From White Wings Vol 2
Some appaling revelations followed the arival in Wellington of the Ann Wilson on 29 March 1857. Owned by R & J Wilson and chartered by Messrs James Baines and Co to bring out emmigrants.
Soon after the vessel dropped anchor it was roumored that great sufferings had been undergone by the passengers and investigation proved the rumor to be only too true, eighteen deaths having occured.
Several of the passengers were landed in a deplorable condition, and one died soon after arrival. A bitter complaint against the quantity of water and food during the voyage was made by passengers.
At the inquest of the dead body some dreadful facts were brought to light. It was stated that the Ann Wilson left Liverpool on 30 November having on board 222 emigrants, 7 saloon passengers and a crew of 21. Althought hte vessel experienced average weather and made a fair passage of 120 days it was apparent that she was overcrowded.
Towards the end of the voyage passengers were linited to one pint of water per day. The doctors evidence showed that the medicines and medicinal comforts were lamentable deficient. The sufferings which were shared by both saloon and steerage passengers alike were said to have been caused by poor ventilation, lack of medical comforts and insufficient badly cooked food.
At the conclusion of the inquest the jury strongly censured the charteres of the Ann Wilson, the emigration officer at Liverpool and the ships captain was specially blamed for not putting into the Cape for fresh water and other provisions.
In explaining his position, the cook said that the cooking aparatus was only sufficient to cook for 60 persons.
The ship arrived at Wellington on 29th March 1857 in command of Captain Rutherford.

Information shown:

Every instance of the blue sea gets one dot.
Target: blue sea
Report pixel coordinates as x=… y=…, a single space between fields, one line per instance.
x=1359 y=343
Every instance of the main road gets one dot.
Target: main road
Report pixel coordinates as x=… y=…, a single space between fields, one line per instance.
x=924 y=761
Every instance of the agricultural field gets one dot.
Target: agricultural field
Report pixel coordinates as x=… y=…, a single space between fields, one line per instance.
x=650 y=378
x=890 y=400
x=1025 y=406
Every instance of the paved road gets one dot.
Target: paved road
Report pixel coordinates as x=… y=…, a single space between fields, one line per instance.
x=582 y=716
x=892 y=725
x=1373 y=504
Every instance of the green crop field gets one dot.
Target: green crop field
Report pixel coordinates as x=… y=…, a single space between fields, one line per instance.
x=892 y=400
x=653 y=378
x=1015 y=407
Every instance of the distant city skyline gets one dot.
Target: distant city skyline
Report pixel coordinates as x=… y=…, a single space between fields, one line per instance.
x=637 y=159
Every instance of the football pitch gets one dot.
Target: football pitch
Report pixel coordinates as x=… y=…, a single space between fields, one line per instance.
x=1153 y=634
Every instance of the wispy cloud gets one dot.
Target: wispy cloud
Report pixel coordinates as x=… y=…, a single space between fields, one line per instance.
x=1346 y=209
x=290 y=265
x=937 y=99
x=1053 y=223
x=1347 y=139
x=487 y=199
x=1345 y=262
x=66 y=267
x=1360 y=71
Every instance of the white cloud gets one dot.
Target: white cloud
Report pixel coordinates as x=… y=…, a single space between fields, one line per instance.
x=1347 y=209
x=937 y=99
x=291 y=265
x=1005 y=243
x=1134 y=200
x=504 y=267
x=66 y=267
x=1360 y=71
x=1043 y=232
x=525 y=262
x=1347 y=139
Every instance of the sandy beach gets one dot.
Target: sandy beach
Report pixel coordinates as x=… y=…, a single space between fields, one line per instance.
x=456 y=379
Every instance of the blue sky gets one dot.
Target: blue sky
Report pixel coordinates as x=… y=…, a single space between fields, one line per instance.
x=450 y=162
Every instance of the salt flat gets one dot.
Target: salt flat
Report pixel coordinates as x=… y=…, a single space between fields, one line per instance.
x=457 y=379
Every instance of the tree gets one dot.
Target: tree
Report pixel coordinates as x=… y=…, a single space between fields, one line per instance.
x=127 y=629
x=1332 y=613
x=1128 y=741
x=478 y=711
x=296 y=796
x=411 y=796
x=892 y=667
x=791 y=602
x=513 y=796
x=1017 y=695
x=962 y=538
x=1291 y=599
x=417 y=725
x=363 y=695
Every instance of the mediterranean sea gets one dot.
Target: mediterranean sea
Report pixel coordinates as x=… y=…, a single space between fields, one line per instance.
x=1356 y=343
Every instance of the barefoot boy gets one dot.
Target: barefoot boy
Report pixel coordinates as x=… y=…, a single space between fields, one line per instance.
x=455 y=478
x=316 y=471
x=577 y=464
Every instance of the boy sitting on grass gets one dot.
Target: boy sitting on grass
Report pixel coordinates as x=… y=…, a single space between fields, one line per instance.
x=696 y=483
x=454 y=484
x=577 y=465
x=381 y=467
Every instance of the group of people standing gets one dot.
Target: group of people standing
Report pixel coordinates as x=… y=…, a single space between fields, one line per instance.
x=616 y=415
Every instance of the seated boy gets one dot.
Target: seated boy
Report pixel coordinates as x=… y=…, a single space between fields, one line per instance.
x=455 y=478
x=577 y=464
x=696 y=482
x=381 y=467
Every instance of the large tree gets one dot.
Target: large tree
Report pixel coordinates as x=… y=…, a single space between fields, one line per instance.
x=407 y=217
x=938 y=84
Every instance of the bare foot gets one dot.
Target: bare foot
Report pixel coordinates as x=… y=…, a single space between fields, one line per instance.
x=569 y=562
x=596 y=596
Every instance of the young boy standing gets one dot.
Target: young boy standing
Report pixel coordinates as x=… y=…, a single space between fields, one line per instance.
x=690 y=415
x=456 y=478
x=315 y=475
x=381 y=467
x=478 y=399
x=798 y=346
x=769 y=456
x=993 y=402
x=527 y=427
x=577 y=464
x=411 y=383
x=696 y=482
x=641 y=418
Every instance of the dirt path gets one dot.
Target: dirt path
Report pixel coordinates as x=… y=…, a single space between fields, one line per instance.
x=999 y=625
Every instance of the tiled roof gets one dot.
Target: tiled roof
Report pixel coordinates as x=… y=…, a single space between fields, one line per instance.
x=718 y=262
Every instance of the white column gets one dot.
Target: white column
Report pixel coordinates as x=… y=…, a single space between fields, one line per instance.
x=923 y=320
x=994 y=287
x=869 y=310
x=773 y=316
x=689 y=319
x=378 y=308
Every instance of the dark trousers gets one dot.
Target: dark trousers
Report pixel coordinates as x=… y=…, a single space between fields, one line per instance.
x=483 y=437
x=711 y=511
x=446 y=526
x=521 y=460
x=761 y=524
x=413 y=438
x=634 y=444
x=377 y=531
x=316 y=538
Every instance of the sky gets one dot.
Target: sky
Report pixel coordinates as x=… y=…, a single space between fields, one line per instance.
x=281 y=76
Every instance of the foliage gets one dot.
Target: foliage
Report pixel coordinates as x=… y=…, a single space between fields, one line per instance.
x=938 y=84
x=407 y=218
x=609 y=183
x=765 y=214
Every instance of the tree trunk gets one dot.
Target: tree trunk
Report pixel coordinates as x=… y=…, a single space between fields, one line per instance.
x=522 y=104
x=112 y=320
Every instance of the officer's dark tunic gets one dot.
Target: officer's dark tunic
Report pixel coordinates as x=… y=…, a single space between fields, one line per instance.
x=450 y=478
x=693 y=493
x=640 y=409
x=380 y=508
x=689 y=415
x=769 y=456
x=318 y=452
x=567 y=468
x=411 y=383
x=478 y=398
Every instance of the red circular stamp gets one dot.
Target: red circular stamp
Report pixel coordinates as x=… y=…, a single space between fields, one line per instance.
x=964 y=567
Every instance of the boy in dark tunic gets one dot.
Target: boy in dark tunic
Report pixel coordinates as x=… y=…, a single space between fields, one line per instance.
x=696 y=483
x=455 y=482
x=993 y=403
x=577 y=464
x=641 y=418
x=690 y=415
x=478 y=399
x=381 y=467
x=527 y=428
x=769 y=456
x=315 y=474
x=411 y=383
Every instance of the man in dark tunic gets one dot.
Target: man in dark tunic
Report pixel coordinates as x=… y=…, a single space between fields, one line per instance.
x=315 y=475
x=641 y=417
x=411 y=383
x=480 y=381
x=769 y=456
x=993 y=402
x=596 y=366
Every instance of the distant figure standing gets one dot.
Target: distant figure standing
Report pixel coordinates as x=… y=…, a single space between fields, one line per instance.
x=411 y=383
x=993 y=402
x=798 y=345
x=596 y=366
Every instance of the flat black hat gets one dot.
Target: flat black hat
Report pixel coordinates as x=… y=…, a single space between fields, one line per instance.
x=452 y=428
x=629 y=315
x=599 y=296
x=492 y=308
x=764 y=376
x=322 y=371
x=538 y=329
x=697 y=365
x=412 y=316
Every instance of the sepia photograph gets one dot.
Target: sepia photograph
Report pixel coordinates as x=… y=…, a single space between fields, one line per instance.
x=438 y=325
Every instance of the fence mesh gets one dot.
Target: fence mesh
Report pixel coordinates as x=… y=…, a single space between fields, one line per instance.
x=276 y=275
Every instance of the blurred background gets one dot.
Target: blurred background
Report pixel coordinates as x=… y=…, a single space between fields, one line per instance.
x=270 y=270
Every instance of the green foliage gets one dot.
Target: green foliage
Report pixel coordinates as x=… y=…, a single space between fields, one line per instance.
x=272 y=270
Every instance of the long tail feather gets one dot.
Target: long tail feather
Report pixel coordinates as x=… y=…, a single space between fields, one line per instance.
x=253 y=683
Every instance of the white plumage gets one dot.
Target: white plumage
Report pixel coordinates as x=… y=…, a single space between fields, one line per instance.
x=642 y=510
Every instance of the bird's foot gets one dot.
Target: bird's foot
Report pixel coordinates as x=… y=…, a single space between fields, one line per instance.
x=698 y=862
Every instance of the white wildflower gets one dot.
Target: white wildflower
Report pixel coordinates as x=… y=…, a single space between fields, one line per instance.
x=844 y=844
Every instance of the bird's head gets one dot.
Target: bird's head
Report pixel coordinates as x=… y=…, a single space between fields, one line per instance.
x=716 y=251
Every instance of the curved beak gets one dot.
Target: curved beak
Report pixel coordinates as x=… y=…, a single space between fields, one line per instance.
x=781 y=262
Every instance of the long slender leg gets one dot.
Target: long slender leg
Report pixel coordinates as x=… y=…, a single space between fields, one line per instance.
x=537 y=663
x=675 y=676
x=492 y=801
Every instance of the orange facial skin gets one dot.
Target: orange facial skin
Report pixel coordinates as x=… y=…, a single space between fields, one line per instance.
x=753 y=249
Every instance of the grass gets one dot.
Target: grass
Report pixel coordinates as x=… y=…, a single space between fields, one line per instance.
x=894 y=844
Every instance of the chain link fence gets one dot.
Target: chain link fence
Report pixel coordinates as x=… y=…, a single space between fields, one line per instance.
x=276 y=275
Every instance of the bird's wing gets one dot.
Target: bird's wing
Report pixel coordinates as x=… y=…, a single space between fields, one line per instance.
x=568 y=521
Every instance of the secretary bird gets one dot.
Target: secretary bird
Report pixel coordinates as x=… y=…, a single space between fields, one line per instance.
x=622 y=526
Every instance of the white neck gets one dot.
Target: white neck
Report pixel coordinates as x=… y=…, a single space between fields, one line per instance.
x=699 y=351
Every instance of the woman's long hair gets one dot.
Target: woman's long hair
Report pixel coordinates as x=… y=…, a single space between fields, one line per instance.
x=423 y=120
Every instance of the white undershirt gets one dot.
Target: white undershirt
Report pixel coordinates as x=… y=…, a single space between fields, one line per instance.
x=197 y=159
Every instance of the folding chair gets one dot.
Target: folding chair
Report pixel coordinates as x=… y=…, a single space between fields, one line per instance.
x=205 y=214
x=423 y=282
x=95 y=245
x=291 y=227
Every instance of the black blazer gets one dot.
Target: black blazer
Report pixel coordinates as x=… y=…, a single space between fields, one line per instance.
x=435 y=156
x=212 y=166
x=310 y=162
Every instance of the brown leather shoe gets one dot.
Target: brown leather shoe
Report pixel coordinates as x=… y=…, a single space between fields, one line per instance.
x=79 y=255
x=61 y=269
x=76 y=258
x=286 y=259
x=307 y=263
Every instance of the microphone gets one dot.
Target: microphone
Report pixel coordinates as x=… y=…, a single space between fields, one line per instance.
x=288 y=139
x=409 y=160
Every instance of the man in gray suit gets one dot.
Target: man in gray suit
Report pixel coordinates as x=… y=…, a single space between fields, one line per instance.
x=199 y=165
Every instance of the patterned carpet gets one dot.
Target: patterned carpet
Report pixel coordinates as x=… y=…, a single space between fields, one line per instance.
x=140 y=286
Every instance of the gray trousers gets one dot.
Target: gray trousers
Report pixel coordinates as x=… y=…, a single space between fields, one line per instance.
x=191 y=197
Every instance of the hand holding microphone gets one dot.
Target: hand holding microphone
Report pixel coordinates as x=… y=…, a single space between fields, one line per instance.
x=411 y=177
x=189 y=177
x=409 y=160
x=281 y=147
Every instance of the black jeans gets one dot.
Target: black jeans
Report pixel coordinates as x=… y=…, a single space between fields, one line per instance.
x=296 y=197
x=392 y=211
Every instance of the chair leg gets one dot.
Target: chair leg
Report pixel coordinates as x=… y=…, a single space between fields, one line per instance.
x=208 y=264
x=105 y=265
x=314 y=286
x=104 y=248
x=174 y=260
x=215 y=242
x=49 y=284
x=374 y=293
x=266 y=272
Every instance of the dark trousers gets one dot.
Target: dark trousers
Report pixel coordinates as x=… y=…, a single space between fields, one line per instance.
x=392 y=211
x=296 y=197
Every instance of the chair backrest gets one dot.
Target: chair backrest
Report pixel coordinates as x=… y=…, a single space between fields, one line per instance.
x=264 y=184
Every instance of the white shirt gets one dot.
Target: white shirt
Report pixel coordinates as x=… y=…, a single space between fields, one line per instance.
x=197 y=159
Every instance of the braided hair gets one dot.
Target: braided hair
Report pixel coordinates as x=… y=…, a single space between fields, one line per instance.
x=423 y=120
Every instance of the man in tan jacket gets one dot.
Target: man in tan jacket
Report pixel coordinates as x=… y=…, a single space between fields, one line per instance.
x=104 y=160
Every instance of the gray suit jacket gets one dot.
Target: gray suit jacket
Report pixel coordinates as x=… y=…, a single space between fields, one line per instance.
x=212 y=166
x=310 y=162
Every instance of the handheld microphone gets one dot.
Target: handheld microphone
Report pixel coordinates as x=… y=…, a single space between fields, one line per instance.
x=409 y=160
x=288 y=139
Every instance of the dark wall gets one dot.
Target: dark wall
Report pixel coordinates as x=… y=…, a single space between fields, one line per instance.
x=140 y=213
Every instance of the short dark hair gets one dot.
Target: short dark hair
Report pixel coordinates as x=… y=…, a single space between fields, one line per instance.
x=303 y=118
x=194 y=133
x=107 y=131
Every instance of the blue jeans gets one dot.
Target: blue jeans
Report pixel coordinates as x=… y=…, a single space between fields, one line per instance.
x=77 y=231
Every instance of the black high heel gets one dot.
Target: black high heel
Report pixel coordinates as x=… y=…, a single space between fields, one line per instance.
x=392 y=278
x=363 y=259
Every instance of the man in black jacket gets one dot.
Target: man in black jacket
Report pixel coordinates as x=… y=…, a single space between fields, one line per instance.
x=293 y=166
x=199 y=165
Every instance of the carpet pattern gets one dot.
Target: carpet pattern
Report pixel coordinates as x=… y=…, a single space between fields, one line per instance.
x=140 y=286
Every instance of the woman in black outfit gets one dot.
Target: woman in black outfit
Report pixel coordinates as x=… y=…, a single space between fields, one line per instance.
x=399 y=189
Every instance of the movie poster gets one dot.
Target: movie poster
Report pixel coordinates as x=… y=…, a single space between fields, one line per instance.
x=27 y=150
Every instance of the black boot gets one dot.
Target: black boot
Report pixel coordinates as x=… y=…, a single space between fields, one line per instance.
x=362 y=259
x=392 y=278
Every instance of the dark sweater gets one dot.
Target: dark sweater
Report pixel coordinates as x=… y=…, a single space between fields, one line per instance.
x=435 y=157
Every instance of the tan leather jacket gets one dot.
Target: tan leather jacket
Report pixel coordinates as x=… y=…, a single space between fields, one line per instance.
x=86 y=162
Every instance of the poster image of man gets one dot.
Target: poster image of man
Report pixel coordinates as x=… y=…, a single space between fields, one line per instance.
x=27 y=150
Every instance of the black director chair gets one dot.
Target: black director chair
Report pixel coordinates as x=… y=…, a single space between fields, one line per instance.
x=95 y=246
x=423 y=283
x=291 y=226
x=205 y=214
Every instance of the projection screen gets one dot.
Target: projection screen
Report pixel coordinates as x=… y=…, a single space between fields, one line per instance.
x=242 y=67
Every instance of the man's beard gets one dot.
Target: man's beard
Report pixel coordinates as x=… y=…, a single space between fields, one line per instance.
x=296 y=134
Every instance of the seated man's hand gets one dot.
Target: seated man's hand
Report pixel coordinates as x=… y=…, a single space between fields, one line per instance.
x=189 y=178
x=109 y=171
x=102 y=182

Task requirements: From the account of the Ann Wilson's 1857 voyage to Wellington, list every cause given for the passengers' sufferings.

Exercise output:
- Poor ventilation
- Lack of medical comforts
- Insufficient, badly cooked food